◆ What you have to do:
Lines holding the word "determine" are the ones to copy from the data below.

======== Provided records

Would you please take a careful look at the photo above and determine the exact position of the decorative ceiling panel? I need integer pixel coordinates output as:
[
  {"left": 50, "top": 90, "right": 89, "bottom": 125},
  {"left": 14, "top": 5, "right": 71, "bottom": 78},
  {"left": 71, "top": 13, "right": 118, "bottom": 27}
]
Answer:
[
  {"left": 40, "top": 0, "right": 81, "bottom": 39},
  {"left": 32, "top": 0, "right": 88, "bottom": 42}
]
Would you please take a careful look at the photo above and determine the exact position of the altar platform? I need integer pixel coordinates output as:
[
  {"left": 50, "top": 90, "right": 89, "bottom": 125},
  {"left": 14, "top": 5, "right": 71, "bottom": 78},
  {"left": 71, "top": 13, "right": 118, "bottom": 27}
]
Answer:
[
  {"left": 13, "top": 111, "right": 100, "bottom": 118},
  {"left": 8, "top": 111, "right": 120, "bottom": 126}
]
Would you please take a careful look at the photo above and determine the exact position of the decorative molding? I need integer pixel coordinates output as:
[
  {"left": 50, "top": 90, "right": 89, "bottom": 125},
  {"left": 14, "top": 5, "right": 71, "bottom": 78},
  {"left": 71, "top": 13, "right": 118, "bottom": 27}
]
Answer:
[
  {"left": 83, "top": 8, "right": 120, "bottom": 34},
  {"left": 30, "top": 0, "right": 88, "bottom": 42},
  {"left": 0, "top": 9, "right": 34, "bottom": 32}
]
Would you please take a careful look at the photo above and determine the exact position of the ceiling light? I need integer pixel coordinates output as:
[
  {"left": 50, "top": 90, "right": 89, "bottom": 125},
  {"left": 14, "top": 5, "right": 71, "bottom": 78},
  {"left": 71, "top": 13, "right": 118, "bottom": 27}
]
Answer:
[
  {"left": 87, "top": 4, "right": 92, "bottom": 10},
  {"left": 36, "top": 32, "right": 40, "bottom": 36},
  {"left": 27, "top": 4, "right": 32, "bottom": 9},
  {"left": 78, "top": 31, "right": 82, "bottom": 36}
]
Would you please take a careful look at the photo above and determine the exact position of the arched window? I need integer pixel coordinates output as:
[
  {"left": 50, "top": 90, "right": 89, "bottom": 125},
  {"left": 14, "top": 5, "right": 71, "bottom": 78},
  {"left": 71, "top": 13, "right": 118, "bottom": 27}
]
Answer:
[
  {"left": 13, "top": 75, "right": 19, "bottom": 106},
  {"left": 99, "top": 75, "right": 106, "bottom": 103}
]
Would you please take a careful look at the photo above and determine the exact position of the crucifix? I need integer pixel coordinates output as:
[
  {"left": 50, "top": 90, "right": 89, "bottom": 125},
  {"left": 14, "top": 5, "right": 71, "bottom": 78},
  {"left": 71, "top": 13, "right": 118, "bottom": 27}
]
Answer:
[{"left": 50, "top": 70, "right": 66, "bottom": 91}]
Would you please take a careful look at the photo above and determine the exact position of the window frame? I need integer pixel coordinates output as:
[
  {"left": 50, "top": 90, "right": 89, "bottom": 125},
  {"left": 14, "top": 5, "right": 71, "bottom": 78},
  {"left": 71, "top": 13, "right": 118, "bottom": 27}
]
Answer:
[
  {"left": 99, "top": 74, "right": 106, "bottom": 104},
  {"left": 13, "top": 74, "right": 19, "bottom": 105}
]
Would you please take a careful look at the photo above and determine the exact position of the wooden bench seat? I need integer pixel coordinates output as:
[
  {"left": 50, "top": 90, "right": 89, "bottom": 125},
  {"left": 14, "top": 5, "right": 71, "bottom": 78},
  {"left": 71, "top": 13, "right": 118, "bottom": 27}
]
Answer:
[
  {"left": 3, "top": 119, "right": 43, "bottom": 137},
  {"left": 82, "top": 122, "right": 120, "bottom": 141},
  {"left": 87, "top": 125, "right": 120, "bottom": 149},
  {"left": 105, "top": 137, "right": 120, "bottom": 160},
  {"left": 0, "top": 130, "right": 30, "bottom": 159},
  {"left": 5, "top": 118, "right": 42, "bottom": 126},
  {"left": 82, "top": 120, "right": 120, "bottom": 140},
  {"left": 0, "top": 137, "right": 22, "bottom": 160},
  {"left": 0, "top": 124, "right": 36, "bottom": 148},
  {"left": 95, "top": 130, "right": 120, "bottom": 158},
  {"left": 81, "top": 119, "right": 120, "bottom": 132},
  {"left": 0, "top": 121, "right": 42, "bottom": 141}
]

================

◆ Exercise result:
Would you please take a careful look at the photo above and determine the exact position of the decorative ceiling panel? I need integer pixel coordinates output as:
Would you please take a careful look at the photo above and determine the exact position of the altar platform? I need integer pixel coordinates output as:
Would you please take a careful look at the photo above and determine the exact position of the decorative molding? I need integer pixel coordinates output as:
Would you please take a careful look at the photo above and determine the exact position of the ceiling light? I need integer pixel coordinates output as:
Would you please take a careful look at the photo above and determine the exact position of the arched window? I need integer pixel coordinates output as:
Would you please take a careful look at the photo above and determine the exact position of the crucifix? I need integer pixel coordinates output as:
Would you please take a careful look at the photo above and determine the exact position of the window frame? I need integer pixel coordinates output as:
Would you please take a careful look at the photo above and determine the exact position of the wooden bench seat? I need integer pixel coordinates output as:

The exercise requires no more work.